▶ YOUR TASK:
In the text on rules for writing below, condense the paragraph beginning "The reality of this is" into a shorter version that keeps its main points.

** Begin SOURCE DOCUMENT **

Rules for Writing

When people hear I write, they approach me as if I’m in possession of some mystical knowledge.    How can I find the time to have a thought, write it down, and revise it?  Surely I am gaming the system somehow!  Surely I have a charmed life, with plenty of time to read hardcover books, look out the window, and attend parties full of well-heeled people quoting western canon classics.

Joke’s on them – I don’t like leaving my house!

The reality of this is that there is no magic spell for writing productivity.  It does not exist.  Stop looking for it.  The only way to learn to be a good (and productive) writer is to actually write.  Writing is work, it is messy, it is frustrating, and it only sometimes results in useful material.  It is less sorcery than it is mining: you dig and dig through piles of crap, make a big mess, and spend ages melting down raw material and chopping off slag before something remotely presentable emerges.

No one likes to hear that.  It’s not the romantic starving-in-a-garret image we still have of writing.  And it’s not the slick-millenial-with-a-mac image of writing we have now sold ourselves.


Nonetheless, most people turn to Google for advice.  I did it, too.  Turns out the internet is so full of tips for writing and productivity that a basic google search returned over 15 million hits!

writing productivity


There is no need to slog through list after list, dodging clickbait right and left.  I have a few basic rules about writing that I’ve picked up over the years. These actually work.  Hands down.  They work completely and totally until they don’t and you have to try some new ones, because writing as I said before is not a magic spell.  (Ed. note, that is a run-on for comedic effect, please don’t do that, my boss is reading this!)

Well you just can’t, Minerva.


  • Actually Write:  Oh yeah, about this one.  You have to produce to be productive.  You have to write to be considered a writer.  You can’t just think of it, or visualize it, or hide it away.  Nor do you have to win a Pulitzer.  Just produce writing.  This is why I recommend blogging for novice writers – at the very least, it gets writing out of the notebook and the desk drawer.  If you work it properly (reading and commenting on others’ blogs) you may even get feedback.  If nothing else, it’s a great way to maintain a corpus of work, and it’s very easy to go back and edit.  The nervous writer can see their words formatted and “looking pretty”, which does help build confidence.  This, however, is not enough, as you must also…
  • Give yourself the gift of the draft: No one is ever going to produce a perfect first draft, or second, or seventh.  This takes time.  Instead of imagining someone judging you, and being horrified if you’ve left a preposition dangling (which I surely have) – remember that every single piece of writing is a work in progress.  Get it out first, then polish it.  You will never spit out the Mona Lisa.  No one ever has.
  • Revise, edit, proofread – know the difference: This is something I wish we still had time to teach in elementary and high school.


Revision is looking at a finished draft, and asking radical questions about the ordering of points, the types of details used, etc.  When you revise you look to make large-scale changes to the work to better the work, not coddle to your image of what the work should have been in a perfect world, if you were just a perfect person.  At this point, the draft is still hot lava – it can take many forms, or destroy the landscape you thought you built for it – but it always leaves a new one behind.

** End SOURCE DOCUMENT **
** Begin MATERIAL PROVIDED **

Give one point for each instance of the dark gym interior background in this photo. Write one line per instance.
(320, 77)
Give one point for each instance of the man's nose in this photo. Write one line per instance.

** End MATERIAL PROVIDED **

▶ WORKED ANSWER:
There is no magic spell for writing productivity, so stop looking for one. The only way to become a good and productive writer is to write. Writing is messy, frustrating work that only sometimes yields useful material. It is less like sorcery than like mining: you dig through piles of waste, make a mess, and spend a long time refining raw material before anything presentable appears.